◆ WHAT IS BEING ASKED:
Take the data below and filter it for lines containing the word "woman"; show each line found.

=== EXERCISE MATERIAL ===

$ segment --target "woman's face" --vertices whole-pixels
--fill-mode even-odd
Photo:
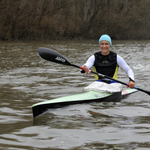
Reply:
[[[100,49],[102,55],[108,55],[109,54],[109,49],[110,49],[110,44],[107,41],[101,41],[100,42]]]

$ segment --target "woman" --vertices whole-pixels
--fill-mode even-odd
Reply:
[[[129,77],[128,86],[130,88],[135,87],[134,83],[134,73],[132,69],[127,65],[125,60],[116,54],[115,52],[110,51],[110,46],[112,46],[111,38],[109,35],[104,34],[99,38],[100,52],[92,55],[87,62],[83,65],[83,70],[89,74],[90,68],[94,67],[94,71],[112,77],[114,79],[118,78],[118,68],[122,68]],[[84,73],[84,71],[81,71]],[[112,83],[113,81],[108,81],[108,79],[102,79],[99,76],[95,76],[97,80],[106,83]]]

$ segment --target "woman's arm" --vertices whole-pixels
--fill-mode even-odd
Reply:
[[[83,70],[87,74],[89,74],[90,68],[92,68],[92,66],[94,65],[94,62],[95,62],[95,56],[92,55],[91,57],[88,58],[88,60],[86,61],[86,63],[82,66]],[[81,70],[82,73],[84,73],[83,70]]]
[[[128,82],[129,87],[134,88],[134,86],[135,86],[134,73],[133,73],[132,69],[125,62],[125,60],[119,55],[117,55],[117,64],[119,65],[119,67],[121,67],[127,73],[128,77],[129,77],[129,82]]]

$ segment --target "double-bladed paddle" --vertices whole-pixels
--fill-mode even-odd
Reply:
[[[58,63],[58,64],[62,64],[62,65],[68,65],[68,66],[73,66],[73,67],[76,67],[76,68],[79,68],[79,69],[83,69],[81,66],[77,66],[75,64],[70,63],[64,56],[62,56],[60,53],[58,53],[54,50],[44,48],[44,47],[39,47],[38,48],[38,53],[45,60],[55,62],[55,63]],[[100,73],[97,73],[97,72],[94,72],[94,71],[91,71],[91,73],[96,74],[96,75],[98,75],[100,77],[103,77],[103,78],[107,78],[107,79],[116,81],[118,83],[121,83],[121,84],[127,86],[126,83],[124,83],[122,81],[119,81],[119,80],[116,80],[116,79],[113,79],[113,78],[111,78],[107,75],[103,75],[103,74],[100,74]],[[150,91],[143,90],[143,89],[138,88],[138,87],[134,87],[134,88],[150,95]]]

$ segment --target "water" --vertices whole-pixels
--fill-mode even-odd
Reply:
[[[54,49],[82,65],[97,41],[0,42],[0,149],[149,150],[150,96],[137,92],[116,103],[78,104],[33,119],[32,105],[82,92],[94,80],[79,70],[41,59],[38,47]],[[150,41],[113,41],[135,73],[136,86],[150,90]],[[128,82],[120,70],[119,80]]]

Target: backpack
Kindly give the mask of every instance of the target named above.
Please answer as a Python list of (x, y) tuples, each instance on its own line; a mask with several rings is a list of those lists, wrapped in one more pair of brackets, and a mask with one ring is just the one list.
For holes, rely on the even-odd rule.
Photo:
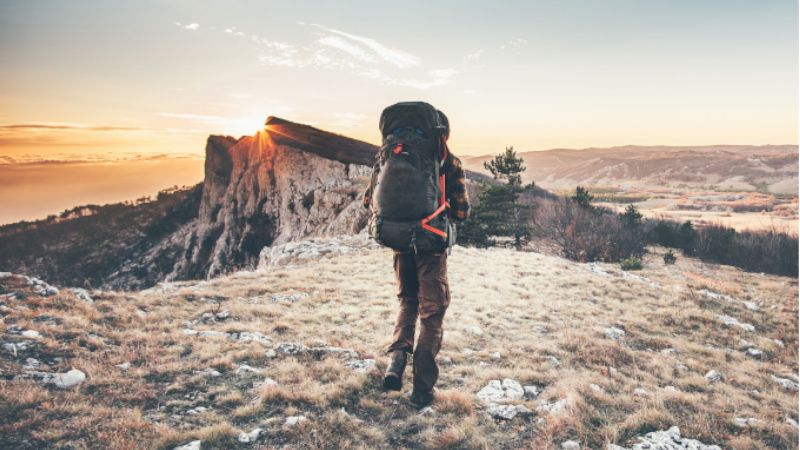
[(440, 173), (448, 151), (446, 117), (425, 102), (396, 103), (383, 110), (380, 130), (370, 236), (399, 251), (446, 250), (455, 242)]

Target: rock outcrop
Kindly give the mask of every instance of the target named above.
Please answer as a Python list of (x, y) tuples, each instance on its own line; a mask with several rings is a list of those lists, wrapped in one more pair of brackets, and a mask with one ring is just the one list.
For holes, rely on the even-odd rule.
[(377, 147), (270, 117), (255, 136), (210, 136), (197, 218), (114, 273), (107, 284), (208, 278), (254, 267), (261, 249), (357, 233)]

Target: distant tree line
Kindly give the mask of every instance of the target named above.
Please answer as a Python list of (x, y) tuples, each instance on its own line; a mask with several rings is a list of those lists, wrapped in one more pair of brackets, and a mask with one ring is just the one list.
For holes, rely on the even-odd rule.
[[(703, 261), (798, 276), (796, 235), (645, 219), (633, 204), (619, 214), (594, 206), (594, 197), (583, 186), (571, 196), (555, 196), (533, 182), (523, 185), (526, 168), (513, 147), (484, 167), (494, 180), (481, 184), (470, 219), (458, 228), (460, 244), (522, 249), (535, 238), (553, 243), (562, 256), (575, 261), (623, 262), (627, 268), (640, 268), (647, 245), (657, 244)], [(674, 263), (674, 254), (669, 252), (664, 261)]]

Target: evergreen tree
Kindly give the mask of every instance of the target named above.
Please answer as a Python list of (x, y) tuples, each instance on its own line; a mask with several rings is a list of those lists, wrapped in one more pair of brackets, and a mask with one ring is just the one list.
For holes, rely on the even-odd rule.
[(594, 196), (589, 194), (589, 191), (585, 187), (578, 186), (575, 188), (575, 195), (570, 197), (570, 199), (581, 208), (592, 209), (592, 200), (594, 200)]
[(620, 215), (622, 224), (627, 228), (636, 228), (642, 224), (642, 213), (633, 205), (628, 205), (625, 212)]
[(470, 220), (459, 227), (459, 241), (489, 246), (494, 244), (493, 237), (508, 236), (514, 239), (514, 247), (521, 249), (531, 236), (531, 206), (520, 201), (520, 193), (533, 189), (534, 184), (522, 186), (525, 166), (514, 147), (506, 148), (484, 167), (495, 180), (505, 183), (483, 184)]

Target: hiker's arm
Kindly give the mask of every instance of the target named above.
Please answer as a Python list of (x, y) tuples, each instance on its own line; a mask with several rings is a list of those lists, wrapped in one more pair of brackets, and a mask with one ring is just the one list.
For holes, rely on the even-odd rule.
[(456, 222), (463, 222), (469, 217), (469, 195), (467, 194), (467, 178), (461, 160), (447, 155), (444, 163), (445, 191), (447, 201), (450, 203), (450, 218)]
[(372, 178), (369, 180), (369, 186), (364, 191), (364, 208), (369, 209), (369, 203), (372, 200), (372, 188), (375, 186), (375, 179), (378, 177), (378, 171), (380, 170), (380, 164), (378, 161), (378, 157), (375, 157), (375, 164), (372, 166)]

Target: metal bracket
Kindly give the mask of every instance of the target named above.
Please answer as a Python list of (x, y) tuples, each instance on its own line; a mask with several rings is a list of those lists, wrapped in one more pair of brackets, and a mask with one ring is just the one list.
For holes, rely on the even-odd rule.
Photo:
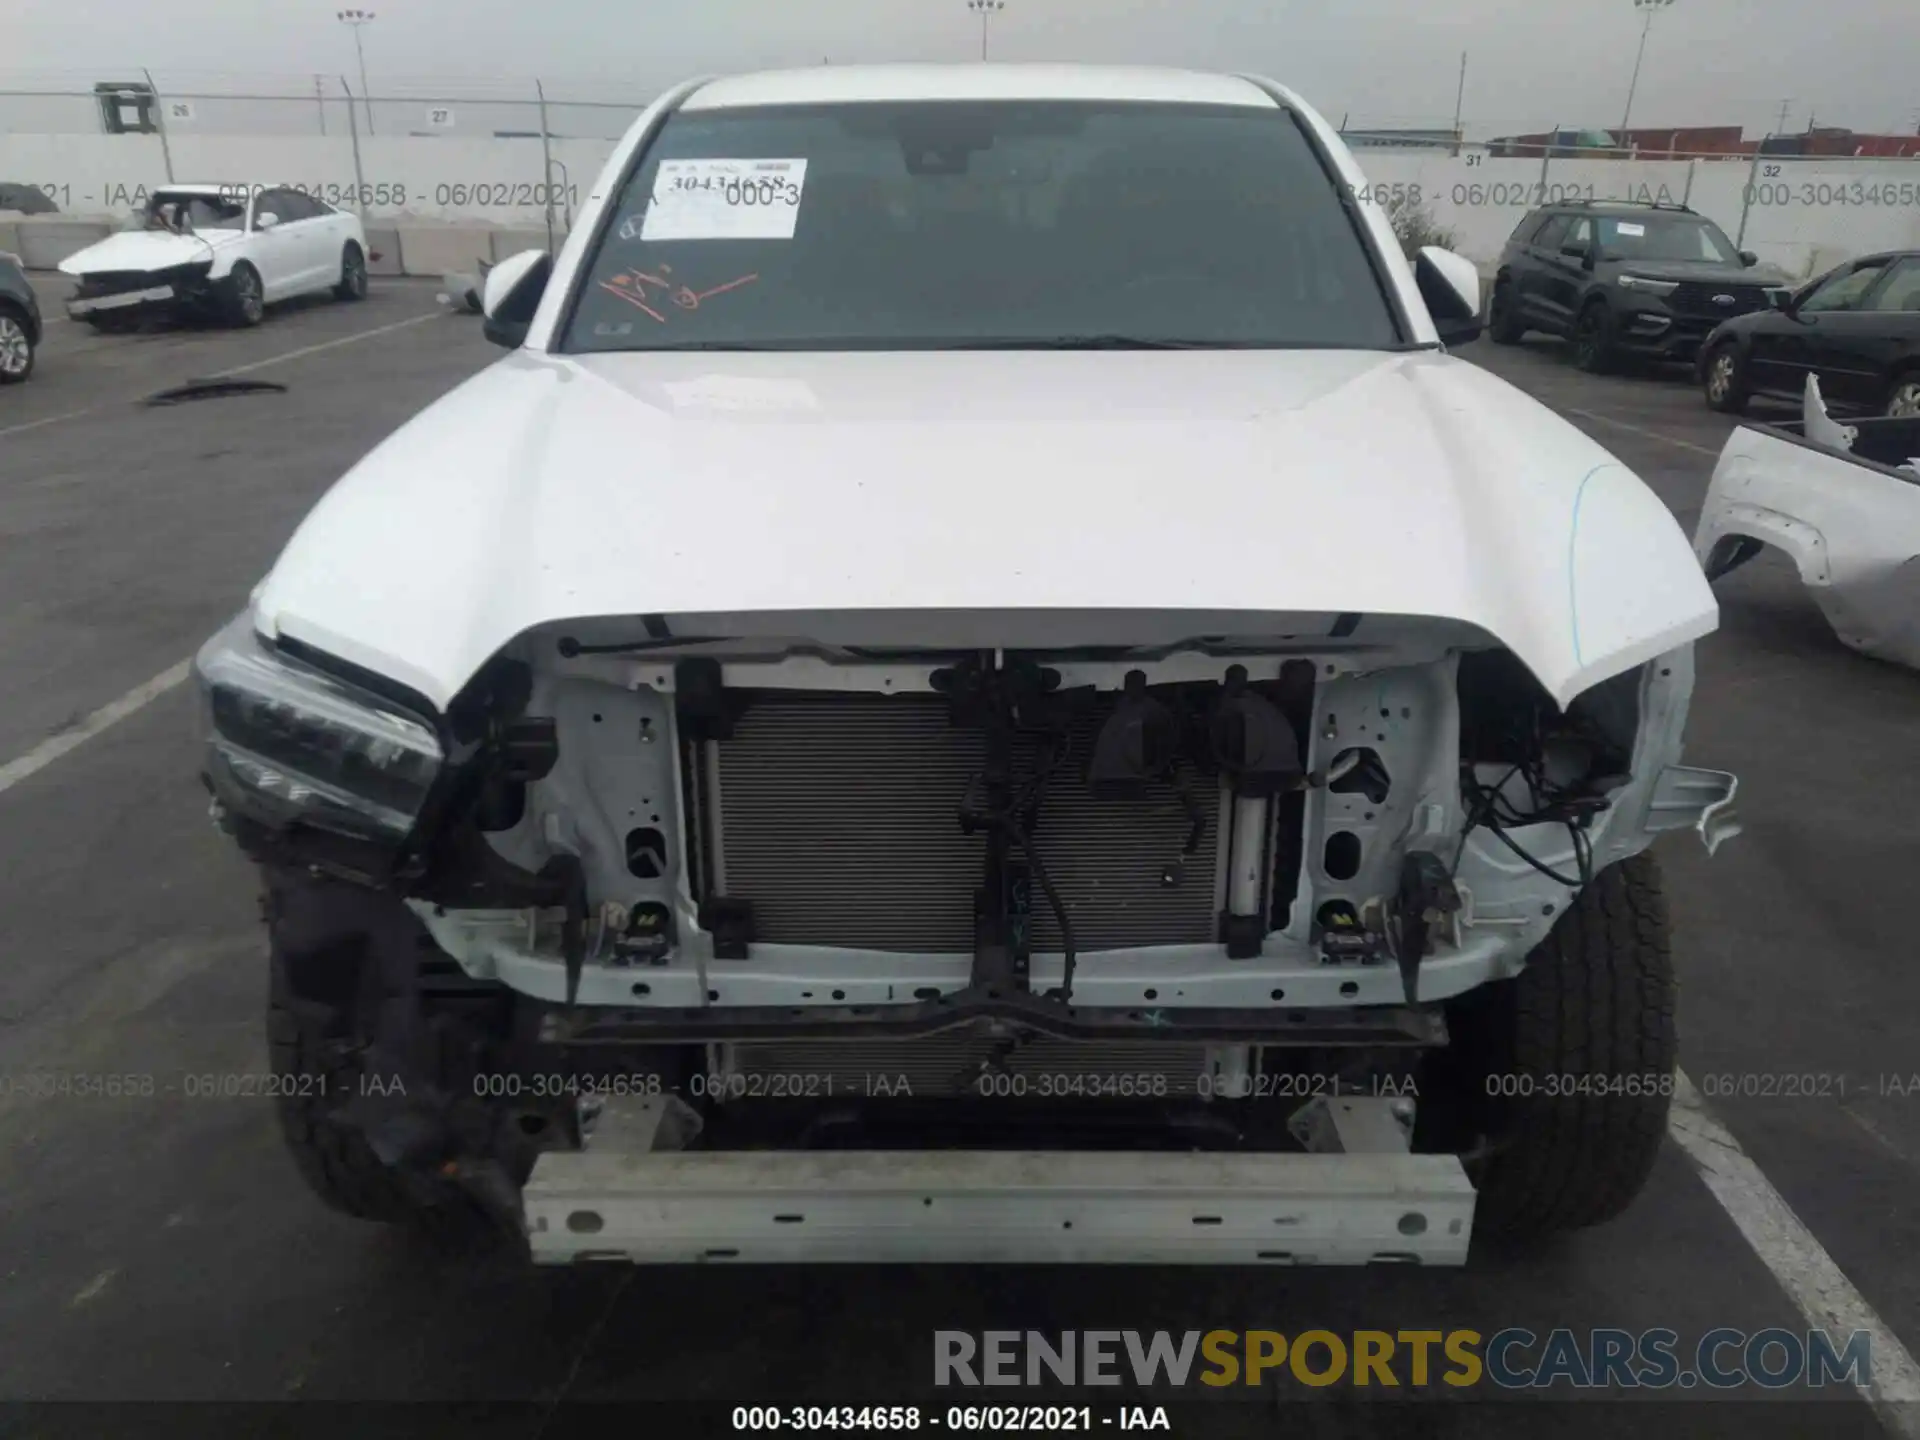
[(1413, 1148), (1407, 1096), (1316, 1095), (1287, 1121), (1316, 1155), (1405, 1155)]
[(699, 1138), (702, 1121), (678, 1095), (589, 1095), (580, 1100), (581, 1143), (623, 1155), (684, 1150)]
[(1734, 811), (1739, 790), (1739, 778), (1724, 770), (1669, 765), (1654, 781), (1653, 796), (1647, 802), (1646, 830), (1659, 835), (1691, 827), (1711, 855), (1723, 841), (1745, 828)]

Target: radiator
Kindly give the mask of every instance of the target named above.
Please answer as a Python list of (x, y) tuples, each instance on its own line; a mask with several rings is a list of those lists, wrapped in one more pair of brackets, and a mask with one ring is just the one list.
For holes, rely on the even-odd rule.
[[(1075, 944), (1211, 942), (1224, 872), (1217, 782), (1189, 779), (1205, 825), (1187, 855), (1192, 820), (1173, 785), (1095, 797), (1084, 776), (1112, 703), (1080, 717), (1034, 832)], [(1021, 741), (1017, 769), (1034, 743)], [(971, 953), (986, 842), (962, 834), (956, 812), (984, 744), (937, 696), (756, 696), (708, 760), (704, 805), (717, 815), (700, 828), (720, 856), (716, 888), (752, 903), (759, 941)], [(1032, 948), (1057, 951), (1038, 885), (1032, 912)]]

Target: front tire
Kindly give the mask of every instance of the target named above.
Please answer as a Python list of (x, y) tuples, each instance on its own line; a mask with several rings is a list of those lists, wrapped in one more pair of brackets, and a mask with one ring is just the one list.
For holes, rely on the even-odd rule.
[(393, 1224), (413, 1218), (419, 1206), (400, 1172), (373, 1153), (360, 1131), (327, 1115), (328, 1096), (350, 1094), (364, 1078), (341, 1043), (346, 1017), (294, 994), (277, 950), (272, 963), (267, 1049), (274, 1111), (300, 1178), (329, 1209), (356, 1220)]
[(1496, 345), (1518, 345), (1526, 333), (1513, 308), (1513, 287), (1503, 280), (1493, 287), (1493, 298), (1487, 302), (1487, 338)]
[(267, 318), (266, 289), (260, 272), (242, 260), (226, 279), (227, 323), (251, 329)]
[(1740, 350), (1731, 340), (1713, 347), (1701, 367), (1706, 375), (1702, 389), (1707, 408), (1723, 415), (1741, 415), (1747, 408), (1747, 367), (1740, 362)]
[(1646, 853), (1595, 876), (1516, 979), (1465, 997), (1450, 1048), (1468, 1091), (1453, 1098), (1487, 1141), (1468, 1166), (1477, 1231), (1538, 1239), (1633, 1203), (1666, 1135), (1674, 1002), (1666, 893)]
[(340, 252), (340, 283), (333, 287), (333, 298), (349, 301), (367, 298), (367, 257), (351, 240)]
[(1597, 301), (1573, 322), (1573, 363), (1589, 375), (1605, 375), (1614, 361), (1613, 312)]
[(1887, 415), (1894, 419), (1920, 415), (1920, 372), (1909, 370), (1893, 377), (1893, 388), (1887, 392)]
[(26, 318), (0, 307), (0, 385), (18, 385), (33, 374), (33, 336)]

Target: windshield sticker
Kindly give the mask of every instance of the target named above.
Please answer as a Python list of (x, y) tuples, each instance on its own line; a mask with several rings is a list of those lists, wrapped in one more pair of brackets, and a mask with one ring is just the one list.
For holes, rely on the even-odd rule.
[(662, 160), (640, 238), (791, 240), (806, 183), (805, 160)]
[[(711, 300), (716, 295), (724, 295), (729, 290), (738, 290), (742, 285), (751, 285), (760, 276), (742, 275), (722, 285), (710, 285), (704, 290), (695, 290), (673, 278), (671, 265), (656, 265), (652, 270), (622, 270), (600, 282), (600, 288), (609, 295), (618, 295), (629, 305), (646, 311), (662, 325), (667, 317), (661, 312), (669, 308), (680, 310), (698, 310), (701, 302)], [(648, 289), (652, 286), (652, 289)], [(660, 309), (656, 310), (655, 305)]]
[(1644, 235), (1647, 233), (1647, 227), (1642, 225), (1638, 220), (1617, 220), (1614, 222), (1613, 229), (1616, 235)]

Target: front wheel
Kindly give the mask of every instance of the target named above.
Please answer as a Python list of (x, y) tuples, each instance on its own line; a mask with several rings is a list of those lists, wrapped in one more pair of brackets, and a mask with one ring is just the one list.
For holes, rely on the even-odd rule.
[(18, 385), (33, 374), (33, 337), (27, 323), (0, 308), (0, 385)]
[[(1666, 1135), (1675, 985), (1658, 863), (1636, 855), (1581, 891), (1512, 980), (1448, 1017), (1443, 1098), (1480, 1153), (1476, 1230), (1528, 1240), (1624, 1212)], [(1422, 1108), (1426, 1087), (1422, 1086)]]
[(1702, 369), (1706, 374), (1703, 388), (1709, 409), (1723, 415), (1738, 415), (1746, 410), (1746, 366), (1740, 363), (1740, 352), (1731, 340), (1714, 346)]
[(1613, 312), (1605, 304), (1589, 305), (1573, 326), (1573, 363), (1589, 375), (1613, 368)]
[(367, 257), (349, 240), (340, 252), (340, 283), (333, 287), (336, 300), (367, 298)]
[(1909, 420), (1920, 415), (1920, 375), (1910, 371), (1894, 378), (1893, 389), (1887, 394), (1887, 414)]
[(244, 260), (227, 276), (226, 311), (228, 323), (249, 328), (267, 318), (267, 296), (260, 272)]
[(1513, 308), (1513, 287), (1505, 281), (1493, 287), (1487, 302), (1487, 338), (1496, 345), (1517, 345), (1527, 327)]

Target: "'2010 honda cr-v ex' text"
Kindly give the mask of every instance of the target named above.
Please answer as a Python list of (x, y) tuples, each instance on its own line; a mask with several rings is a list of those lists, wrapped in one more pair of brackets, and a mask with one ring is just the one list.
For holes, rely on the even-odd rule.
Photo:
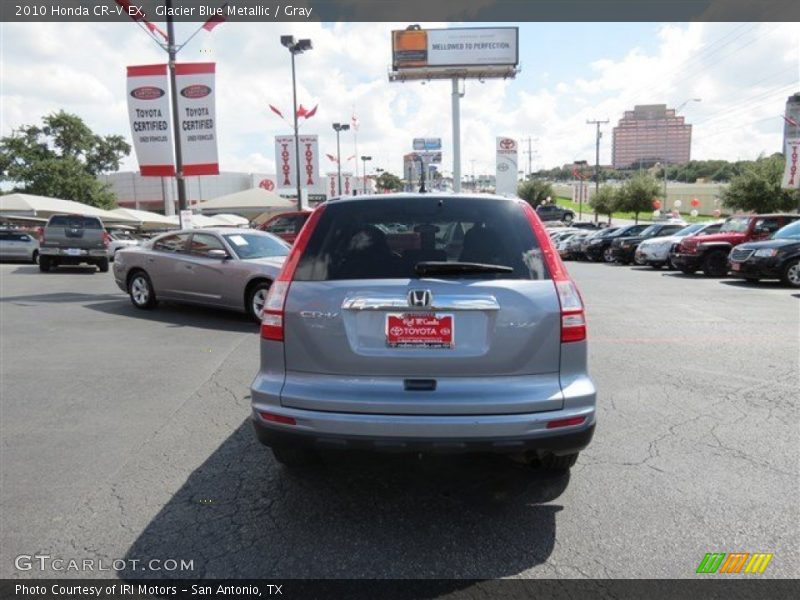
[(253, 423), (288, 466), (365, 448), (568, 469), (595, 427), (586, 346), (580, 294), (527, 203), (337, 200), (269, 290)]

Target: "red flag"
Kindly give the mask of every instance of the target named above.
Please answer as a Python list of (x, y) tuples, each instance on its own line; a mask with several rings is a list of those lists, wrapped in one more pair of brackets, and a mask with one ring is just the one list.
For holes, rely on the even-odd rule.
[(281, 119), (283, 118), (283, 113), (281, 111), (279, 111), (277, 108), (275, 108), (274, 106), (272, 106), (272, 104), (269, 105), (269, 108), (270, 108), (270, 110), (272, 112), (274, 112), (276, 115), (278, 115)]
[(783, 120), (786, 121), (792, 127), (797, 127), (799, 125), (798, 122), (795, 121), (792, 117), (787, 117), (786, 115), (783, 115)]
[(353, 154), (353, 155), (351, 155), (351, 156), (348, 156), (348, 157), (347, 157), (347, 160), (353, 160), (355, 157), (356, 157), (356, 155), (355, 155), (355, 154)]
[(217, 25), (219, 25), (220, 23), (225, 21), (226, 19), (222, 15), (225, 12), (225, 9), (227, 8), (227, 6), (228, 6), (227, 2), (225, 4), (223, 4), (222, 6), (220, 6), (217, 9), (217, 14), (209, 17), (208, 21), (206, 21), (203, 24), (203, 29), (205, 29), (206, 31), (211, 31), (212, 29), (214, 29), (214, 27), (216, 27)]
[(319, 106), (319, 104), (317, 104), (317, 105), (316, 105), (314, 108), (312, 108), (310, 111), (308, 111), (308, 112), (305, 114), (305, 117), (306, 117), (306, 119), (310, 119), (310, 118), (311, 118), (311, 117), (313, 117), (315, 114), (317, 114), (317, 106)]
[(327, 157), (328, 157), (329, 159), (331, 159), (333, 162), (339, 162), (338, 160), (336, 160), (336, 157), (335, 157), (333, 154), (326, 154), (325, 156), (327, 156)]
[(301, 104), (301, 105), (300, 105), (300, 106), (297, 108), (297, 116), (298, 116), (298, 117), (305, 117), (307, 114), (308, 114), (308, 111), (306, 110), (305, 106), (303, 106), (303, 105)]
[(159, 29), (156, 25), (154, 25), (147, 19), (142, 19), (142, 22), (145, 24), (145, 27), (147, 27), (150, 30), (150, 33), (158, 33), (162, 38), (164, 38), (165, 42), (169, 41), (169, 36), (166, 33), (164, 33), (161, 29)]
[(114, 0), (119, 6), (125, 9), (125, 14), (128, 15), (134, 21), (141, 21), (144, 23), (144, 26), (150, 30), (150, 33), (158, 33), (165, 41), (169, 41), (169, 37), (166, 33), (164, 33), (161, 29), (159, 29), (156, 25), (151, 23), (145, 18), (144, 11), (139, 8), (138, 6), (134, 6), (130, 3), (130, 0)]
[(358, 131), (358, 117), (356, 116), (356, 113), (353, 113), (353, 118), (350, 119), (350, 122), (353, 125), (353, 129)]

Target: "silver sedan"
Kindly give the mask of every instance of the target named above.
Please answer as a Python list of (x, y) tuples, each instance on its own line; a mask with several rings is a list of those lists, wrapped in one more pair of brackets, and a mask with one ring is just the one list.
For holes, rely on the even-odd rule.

===

◆ THE COMPLETED TASK:
$ segment --target "woman's face" --vertices whole-pixels
$ segment --target "woman" --vertices whole-pixels
$ segment --target "woman's arm" --vertices whole-pixels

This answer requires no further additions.